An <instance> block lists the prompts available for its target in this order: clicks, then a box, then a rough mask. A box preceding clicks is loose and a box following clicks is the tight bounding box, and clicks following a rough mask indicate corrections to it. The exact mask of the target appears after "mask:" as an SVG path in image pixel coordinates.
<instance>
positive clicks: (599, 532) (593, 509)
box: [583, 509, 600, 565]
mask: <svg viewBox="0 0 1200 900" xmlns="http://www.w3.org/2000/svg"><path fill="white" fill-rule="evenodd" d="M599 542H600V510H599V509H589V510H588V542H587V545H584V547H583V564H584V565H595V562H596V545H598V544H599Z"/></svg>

- _WHAT YOU SHOULD DO_:
All of the listing above should be restated word for word.

- _RESPONSE TO THE EXERCISE_:
An <instance> block lists the prompts available for its target in this order: clicks, then a box, then a rough mask. A box preceding clicks is loose and a box following clicks is the tight bounding box, and clicks following a rough mask indicate corrections to it. The exact mask of the target appears after "mask:" as an SVG path in image pixel coordinates.
<instance>
positive clicks: (599, 532) (593, 509)
box: [583, 509, 600, 565]
mask: <svg viewBox="0 0 1200 900" xmlns="http://www.w3.org/2000/svg"><path fill="white" fill-rule="evenodd" d="M599 542H600V510H599V509H589V510H588V542H587V545H584V547H583V564H584V565H595V562H596V545H598V544H599Z"/></svg>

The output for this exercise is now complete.